• **Passage given**
>>>

Implementing a search engine with elasticsearch and Symfony

Published on 2019-09-22 • Modified on 2019-09-22

In this post, we will see how to create a full-text search engine with elasticsearch in a Symfony application. We will use Docker compose to set up an elasticsearch stack. We will try to keep the configuration as minimal as possible keeping the sensible default components values. In the end, on this website, we will able to search for articles and snippets matching one or several keywords. Let's go! 😎

» Published in "A week of Symfony 665" (23-29 September 2019).

Tutorial

This post is the first part of the tutorial "Implementing a search engine with elasticsearch and Symfony":

Prerequisite

I will assume that you have a basic knowledge of Symfony. That you know how to set up an application and to handle a database schema with an ORM (we will use here Doctrine). As a docker-compose file will be used, I will assume you are also familiar with it, if not, please read the docker-compose getting started guide.

Configuration

  • PHP 7.2
  • Symfony 4.4

Setting the development environment with docker-compose

First, we need to prepare our development environment. As I am actually learning Docker, let's see how to set up most of the components with docker-compose so we can work (have fun? 😄) in good conditions. The stack will include:

  • elasticsearch 6.8
  • elastic head 5
  • MySQL 5.7
  • Adminer (last stable)

elasticsearch head will allow us to check our local elasticsearch cluster and adminer is a basic database administration interface that will allow us to easily check our tables and data (like PhpMyAdmin).

Let's have a look at the docker-compose.yaml file:

# ./docker-compose.yaml

# DEV docker compose file ——————————————————————————————————————————————————————
# Check out: https://docs.docker.com/compose/gettingstarted/
version: '3.7'

# docker-compose -f docker-compose.yaml up -d
services:

  # Database ———————————————————————————————————————————————————————————————————

  # MySQL server database (official image)
  # https://docs.docker.com/samples/library/mysql/
  db:
    image: mysql:5.7
    container_name: sb-db
    command: --default-authentication-plugin=mysql_native_password
    ports:
      - "3309:3306"
    environment:
      MYSQL_ROOT_PASSWORD: root

  # adminer database interface (official image)
  # https://hub.docker.com/_/adminer
  adminer:
    container_name: sb-adminer
    depends_on:
      - db
    image: adminer
    ports:
      - "8089:8080"

  # elasticsearch ——————————————————————————————————————————————————————————————

  # elasticsearch server (official image)
  # https://www.elastic.co/guide/en/elasticsearch/reference/current/docker.html
  elasticsearch:
    container_name: sb-elasticsearch
    image: docker.elastic.co/elasticsearch/elasticsearch:6.8.3 # 6.8.4 out
    ports:
      - "9209:9200"
    environment:
        - "discovery.type=single-node"
        - "bootstrap.memory_lock=true"
        - "ES_JAVA_OPTS=-Xms1G -Xmx1G"
        - "xpack.security.enabled=false"
        - "http.cors.enabled=true"
        - "http.cors.allow-origin=*"

<<<

• **Requirements**
1. In the elasticsearch and Symfony tutorial, which host port does the compose file map to the Adminer container's port 8080?
2. Do these statements agree with the elasticsearch and Symfony tutorial? Answer yes or no for each, quoting the words of the tutorial that decide it.
(a) Doctrine is the ORM used in the tutorial.
(b) The elasticsearch service is configured with security turned on.
(c) The configuration lists PHP 7.4.
3. Write the next part of the elasticsearch and Symfony tutorial, picking up right after its final line.

• **Record list**
>>>

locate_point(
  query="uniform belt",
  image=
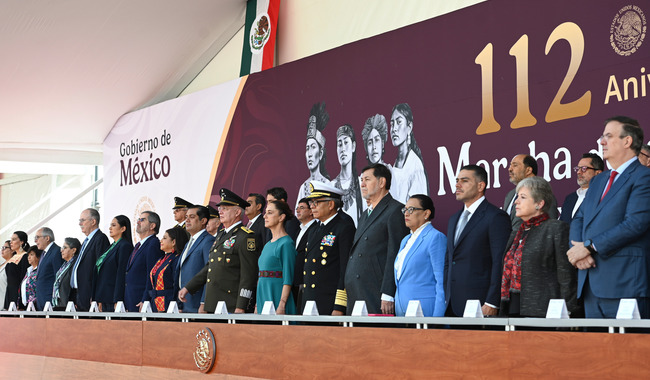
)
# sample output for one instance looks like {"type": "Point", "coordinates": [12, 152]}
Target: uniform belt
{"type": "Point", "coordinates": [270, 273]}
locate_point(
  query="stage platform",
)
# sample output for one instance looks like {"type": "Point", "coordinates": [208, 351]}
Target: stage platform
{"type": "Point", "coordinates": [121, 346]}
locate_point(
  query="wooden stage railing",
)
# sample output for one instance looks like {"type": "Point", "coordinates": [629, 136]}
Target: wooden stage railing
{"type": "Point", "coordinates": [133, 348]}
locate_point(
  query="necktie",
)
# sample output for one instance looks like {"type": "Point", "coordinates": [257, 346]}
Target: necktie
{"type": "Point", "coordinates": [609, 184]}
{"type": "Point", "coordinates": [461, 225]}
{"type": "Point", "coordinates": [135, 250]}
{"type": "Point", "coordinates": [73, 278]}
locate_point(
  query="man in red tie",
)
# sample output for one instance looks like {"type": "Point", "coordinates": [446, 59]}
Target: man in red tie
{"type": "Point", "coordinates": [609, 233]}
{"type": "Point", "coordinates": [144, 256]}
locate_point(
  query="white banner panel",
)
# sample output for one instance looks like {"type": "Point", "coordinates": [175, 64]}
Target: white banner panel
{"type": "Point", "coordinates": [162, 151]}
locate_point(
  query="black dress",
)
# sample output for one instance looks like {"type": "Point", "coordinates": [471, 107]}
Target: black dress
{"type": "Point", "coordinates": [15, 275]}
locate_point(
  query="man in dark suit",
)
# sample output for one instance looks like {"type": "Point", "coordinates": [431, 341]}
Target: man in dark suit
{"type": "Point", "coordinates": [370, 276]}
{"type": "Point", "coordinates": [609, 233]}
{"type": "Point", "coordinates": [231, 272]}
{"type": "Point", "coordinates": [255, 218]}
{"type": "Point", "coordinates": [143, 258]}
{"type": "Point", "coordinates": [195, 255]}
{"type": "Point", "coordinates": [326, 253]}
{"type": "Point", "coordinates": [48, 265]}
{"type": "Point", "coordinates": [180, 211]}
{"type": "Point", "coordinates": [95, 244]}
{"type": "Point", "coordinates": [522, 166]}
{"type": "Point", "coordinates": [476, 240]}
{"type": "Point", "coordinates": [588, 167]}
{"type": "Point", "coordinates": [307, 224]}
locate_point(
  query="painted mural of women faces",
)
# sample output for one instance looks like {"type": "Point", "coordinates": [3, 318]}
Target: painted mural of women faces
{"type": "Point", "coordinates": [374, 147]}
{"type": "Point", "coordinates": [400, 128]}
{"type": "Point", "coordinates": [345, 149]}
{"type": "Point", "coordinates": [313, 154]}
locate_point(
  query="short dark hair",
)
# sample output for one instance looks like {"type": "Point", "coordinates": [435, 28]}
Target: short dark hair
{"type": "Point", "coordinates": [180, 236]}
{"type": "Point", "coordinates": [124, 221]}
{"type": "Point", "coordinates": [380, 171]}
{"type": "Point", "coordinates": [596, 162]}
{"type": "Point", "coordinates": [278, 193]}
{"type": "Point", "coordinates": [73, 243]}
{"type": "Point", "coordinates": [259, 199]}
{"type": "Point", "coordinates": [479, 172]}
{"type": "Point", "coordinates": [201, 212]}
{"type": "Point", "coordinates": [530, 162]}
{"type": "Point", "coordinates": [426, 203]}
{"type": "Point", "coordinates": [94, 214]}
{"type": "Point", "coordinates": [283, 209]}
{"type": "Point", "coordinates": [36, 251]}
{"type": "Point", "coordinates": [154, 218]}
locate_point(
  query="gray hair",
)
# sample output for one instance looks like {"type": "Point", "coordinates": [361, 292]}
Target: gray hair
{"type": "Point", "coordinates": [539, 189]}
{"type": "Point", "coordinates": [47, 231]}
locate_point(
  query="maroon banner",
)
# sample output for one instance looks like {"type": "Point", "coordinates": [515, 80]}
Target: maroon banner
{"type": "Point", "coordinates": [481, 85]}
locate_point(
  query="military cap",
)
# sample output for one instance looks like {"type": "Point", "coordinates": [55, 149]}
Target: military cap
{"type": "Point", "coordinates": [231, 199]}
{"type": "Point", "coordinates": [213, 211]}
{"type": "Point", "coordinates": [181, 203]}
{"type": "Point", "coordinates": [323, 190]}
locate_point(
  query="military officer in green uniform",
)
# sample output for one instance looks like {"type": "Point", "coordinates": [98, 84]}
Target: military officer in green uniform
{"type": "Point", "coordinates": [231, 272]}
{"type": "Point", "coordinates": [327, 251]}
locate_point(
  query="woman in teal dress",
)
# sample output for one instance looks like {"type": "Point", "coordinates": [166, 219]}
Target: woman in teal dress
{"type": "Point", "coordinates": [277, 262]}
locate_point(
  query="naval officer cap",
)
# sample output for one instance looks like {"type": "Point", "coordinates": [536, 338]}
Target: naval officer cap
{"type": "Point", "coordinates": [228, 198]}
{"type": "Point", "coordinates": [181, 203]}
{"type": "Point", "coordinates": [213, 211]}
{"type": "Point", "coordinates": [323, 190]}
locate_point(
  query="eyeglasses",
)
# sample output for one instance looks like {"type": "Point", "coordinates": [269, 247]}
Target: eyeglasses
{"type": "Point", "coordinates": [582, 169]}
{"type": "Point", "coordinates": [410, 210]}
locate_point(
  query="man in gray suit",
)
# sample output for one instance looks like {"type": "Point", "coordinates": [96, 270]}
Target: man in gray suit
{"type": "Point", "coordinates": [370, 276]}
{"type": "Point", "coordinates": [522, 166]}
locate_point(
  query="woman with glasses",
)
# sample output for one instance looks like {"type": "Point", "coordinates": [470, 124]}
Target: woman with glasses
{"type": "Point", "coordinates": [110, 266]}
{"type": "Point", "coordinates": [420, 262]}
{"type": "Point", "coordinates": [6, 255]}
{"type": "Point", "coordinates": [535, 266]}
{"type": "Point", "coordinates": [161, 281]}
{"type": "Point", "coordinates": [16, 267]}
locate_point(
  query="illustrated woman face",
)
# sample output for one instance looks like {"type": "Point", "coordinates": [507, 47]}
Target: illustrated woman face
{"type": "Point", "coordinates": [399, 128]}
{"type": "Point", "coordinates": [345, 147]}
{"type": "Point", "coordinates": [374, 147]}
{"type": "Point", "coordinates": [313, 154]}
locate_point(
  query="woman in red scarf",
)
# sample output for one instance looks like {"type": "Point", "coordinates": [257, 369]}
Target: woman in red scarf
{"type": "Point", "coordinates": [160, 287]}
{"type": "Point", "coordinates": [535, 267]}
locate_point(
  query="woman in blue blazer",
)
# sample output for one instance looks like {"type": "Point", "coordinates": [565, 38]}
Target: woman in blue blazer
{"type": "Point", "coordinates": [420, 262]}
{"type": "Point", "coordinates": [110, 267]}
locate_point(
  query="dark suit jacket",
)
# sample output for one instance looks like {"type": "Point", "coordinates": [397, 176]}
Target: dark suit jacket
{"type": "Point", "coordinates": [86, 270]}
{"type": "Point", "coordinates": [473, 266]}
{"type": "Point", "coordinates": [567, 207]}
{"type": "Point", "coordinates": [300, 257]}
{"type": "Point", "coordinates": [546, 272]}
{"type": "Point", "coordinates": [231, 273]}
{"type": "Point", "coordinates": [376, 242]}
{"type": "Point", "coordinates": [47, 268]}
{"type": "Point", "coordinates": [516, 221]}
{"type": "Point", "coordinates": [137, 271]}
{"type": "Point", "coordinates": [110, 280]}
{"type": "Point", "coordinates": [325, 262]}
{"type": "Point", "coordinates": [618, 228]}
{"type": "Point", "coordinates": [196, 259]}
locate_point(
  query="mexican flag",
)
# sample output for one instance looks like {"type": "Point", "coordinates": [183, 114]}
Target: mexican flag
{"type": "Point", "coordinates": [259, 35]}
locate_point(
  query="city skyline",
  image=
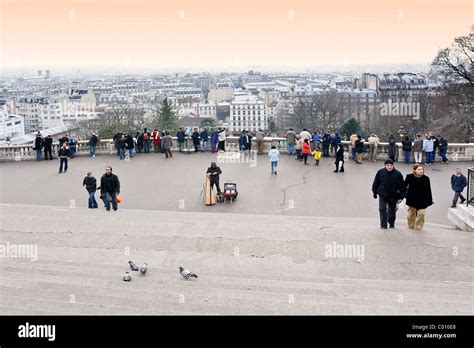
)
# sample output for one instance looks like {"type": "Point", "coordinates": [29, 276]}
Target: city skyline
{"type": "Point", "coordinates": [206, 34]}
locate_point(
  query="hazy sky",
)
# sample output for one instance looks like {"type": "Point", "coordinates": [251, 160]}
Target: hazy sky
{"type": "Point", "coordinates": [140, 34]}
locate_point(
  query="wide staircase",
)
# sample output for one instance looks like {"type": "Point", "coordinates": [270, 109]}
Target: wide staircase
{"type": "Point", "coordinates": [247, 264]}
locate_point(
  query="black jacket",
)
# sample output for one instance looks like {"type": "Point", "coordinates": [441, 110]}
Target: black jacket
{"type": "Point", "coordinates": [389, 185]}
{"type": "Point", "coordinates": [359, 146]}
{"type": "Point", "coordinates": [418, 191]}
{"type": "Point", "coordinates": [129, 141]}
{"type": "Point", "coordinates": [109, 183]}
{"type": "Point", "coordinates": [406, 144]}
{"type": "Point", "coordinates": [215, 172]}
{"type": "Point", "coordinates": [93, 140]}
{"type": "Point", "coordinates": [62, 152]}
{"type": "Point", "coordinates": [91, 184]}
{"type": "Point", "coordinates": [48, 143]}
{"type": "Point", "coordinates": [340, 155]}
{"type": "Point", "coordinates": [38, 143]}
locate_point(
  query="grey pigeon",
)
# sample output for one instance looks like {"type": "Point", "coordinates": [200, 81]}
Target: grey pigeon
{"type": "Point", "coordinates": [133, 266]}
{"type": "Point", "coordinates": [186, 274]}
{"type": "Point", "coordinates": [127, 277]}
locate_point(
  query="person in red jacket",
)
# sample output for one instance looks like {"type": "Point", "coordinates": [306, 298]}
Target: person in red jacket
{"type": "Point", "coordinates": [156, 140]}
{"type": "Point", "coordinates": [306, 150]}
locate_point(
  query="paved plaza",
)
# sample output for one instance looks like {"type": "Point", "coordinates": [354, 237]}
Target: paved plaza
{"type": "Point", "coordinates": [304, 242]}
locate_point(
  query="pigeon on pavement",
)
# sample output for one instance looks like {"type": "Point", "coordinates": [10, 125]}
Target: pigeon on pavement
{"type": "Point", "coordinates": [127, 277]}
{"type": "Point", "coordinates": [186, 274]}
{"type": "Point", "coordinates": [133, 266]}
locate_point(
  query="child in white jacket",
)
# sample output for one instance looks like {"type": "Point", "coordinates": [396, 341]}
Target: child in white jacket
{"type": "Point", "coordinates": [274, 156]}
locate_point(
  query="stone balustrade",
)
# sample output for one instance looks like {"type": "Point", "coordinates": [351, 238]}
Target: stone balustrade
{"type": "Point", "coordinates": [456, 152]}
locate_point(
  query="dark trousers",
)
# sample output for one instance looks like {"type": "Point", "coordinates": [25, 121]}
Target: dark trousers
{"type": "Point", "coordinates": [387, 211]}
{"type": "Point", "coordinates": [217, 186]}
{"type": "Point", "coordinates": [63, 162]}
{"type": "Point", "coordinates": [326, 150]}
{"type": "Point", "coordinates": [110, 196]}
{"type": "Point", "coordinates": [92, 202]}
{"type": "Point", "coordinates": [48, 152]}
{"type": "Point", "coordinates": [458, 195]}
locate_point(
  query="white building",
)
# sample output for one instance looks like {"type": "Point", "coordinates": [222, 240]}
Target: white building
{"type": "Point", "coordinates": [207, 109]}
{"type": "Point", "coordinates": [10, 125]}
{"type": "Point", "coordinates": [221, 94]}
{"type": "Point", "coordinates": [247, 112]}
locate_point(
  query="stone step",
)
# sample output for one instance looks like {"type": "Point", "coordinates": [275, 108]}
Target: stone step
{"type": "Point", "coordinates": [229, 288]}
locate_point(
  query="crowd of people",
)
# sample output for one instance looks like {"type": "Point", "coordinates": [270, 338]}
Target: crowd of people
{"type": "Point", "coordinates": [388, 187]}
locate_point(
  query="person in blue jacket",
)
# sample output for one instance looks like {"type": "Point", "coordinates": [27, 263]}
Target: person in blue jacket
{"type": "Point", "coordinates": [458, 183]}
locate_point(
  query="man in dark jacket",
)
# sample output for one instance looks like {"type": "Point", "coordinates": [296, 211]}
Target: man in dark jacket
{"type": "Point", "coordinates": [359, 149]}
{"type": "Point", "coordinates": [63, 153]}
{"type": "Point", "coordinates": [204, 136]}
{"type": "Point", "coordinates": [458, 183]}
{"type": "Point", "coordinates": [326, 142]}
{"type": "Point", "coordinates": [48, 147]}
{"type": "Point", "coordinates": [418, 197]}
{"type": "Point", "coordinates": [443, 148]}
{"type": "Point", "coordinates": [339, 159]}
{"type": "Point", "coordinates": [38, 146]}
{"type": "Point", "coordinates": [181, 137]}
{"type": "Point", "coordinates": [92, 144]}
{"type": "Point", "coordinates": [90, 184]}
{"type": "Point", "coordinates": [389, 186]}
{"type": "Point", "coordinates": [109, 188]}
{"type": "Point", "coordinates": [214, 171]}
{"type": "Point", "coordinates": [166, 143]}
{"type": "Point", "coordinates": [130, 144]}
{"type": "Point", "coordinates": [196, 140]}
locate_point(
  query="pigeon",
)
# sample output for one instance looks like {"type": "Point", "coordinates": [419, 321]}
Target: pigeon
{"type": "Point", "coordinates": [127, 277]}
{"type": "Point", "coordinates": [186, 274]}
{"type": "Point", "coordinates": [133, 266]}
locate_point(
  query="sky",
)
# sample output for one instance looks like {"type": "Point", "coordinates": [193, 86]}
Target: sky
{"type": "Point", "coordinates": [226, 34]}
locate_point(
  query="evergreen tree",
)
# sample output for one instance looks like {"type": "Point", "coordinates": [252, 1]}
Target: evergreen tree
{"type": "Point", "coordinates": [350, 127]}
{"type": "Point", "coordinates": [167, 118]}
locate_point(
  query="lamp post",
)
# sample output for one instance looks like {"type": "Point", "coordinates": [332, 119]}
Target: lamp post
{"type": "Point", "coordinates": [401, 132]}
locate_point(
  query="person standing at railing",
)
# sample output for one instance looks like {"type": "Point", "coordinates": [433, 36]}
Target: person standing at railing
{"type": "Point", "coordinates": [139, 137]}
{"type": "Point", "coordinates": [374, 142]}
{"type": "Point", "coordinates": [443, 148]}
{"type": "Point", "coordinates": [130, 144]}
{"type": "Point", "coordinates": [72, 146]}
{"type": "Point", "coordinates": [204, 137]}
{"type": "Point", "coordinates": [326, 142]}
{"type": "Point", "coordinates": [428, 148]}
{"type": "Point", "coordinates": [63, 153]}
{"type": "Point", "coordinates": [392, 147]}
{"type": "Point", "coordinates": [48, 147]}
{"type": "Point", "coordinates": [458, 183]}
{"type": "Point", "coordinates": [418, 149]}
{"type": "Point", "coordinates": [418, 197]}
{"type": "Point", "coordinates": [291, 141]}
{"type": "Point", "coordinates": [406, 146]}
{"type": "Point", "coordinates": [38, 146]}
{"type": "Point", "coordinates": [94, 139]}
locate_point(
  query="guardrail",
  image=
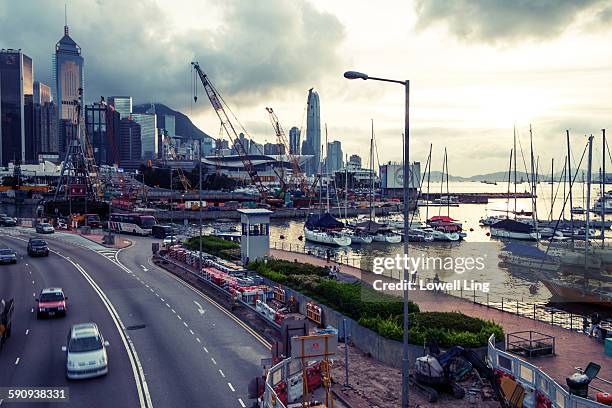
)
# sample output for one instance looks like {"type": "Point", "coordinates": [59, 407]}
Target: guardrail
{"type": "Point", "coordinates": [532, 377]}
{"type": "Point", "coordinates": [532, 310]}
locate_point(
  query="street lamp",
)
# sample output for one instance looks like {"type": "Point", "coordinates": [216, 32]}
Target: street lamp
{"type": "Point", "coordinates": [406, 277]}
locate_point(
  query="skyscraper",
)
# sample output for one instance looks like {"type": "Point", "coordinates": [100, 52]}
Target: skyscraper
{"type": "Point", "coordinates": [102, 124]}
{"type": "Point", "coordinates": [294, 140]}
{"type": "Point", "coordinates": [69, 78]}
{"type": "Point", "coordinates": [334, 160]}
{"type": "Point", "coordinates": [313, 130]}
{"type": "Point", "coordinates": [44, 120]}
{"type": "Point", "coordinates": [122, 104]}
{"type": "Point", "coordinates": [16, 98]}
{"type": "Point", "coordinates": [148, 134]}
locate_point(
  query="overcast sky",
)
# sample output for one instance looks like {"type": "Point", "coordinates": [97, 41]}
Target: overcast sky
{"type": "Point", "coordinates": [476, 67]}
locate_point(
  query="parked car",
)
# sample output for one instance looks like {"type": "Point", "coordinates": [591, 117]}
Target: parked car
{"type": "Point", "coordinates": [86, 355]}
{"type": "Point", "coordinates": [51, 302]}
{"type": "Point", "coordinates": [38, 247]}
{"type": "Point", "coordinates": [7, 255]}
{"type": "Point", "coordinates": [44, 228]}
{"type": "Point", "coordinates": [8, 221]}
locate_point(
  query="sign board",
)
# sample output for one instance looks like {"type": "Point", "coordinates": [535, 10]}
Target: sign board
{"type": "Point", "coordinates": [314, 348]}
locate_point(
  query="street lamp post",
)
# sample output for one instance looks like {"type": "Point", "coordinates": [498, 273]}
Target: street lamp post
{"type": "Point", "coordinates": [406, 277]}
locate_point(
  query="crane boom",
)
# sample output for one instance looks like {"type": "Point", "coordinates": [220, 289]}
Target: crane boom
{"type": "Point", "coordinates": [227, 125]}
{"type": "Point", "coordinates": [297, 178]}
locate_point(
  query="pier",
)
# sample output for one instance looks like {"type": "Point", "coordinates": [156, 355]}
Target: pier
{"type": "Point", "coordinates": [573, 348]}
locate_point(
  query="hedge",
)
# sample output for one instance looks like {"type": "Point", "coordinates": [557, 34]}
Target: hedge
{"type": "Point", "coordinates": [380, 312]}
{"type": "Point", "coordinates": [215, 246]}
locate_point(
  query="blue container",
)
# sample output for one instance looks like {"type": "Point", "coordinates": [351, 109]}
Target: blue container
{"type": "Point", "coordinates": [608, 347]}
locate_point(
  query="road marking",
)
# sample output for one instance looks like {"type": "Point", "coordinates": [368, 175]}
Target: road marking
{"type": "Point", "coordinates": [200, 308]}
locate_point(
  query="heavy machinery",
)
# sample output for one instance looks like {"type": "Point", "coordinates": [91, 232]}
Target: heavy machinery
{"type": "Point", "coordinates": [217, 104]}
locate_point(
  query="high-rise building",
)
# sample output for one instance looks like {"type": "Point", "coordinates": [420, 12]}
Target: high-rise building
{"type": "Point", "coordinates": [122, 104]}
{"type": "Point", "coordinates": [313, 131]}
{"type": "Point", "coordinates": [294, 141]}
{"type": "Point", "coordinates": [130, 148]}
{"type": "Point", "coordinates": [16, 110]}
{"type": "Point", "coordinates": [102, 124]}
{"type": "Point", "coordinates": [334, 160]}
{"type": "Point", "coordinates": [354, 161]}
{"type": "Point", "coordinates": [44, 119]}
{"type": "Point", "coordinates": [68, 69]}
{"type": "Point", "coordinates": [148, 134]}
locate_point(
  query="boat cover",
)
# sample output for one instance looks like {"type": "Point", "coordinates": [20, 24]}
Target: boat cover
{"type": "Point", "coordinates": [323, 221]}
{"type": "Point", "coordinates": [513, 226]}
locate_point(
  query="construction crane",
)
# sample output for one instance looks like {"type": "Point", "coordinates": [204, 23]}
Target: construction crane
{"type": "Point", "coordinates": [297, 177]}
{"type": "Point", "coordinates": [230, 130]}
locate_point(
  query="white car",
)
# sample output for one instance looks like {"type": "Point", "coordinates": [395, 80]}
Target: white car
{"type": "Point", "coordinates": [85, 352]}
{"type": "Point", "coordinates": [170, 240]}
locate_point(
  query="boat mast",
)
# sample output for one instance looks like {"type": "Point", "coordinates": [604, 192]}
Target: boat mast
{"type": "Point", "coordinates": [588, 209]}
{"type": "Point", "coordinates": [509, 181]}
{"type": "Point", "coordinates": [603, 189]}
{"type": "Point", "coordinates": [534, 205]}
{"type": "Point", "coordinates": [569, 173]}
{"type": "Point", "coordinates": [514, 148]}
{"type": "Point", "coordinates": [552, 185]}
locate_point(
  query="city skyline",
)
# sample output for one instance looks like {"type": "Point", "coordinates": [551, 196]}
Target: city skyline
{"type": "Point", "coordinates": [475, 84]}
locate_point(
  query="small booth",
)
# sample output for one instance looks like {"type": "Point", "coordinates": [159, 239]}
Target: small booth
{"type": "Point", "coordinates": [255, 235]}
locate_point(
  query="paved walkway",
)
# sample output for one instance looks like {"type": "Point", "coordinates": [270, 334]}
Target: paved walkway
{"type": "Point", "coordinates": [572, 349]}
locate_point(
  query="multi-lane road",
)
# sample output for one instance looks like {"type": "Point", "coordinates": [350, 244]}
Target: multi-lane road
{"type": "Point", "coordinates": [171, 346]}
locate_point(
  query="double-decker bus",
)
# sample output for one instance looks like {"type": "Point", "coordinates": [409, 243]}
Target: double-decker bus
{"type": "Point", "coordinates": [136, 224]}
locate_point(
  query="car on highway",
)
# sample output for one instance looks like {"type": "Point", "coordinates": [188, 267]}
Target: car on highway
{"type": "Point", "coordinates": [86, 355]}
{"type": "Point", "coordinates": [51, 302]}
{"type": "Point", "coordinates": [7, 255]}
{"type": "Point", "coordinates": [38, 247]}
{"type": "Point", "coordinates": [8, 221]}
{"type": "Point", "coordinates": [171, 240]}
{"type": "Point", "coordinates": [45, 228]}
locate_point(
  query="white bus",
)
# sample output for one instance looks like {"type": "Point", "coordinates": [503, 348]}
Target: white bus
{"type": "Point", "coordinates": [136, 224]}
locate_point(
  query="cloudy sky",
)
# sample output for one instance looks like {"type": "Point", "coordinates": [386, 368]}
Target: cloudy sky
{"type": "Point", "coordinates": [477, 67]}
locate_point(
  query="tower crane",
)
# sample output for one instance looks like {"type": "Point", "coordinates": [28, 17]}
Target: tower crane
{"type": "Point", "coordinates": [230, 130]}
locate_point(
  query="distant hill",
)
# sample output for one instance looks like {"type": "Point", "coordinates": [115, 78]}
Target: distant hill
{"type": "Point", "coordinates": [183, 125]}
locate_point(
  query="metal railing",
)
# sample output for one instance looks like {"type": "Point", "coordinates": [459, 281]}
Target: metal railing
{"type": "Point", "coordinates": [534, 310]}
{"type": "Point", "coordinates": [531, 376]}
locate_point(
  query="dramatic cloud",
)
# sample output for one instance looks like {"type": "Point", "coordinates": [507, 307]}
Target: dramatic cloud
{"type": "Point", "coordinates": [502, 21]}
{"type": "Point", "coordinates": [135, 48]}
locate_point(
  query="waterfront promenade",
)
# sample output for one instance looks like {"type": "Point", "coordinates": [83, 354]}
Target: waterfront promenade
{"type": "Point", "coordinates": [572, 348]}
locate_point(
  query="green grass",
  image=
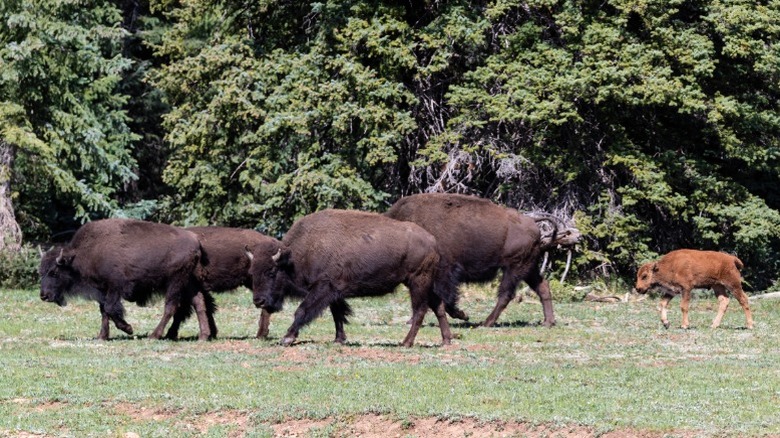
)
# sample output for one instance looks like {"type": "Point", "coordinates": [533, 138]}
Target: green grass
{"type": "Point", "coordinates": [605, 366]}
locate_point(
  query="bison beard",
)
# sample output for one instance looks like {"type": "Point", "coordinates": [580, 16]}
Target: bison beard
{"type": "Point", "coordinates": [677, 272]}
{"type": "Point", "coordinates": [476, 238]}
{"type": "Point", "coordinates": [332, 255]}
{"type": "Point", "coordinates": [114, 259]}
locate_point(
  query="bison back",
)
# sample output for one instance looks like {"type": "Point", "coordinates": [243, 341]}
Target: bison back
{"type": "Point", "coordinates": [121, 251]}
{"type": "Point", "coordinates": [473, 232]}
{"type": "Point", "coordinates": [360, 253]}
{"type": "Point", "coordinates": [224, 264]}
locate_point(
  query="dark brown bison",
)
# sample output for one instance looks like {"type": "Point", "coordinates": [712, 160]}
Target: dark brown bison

<<<

• **Outputs by task**
1. 8089

2.
(a) Yes: "we will use here Doctrine"
(b) No: "xpack.security.enabled=false"
(c) No: "PHP 7.2"

3.
  # elasticsearch head manager (fork of mobz/elasticsearch-head for elasticsearch 6)
  # /!\ it isn't an official image /!\
  # https://hub.docker.com/r/tobias74/elasticsearch-head
  elasticsearch-head:
    container_name: sb-elasticsearch-head
    depends_on:
      - elasticsearch
    image: tobias74/elasticsearch-head:6
    ports:
      - "9109:9100"

We have two sections. One containing the elasticsearch components and the second with the database ones. To launch the Docker hub, run the following command:

docker-compose -f docker-compose.yaml up -d

img3_alt

Now, you can access the Docker hub's components exposed through HTTP:

Several notes: to access a database with adminer, you must specify a server, for our hub, it's the container_name key we have set up in the docker-compose.yml file, in this case, it's sb-db, the user is "root" and the password too. Don't use this in production! ⛔

The adminer login form

For elasticsearch head, in the top bar, you must specify the URL of the elasticsearch cluster, it's http://localhost:9209. When validating, you should see an empty node.

On this project, I am using the Symfony web server, I start the local HTTP server with the following Symfony command: (the symfony/web-server-bundle component must be installed)

php bin/console server:start

Then, the project can be browsed locally at http://127.0.0.1:8000. On my MacBookPro and MacMini, I have installed PHP with Homebrew and on my Ubuntu Workstation, PHP 7.2 was the default version installed (the three set ups work flawlessly). We won't see here how to set up a full Web server/PHP environment with Docker. To do so please check the related posts of Pierstoval. 😉 Now that we have our dev stack ready to use, let see how to build our elasticsearch index.

Installing and configuring the FOSElastica Bundle

First, we need to install the FOSElastica Bundle (Of course you could directly use elastica or another wrapper). Note, that we won't use the last elasticsearch version (7.3) because it doesn't seem to be supported by the bundle yet. Also, note that changing the elasticsearch version we use is as easy as replacing 6.8.4 by 7.3.4 in the docker-compose file! That's the power of Docker. 💪

composer require friendsofsymfony/elastica-bundle

Open the config/packages/fos_elastica.yaml file and change the port to 9209:

# Read the documentation: https://github.com/FriendsOfSymfony/FOSElasticaBundle/blob/master/Resources/doc/setup.md
# config/packages/fos_elastica.yaml
fos_elastica:
    clients:
        default: { host: localhost, port: 9209 }
    indexes:
        app: null

Now, we can launch the create index command to see is the set up is OK:

php bin/console fos:elastica:create

If you go to the elasticsearch head component, you should see an empty app index created:

The elasticsearch head

Now, let's see how to add data to the index. We will not see here all the process to create a model and the corresponding entities and tables. On this blog, I have an article table which contains all posts and snippets. The schema was created with the API Platform schema generator. So the goal here will be to add all the articles in the elasticsearch index.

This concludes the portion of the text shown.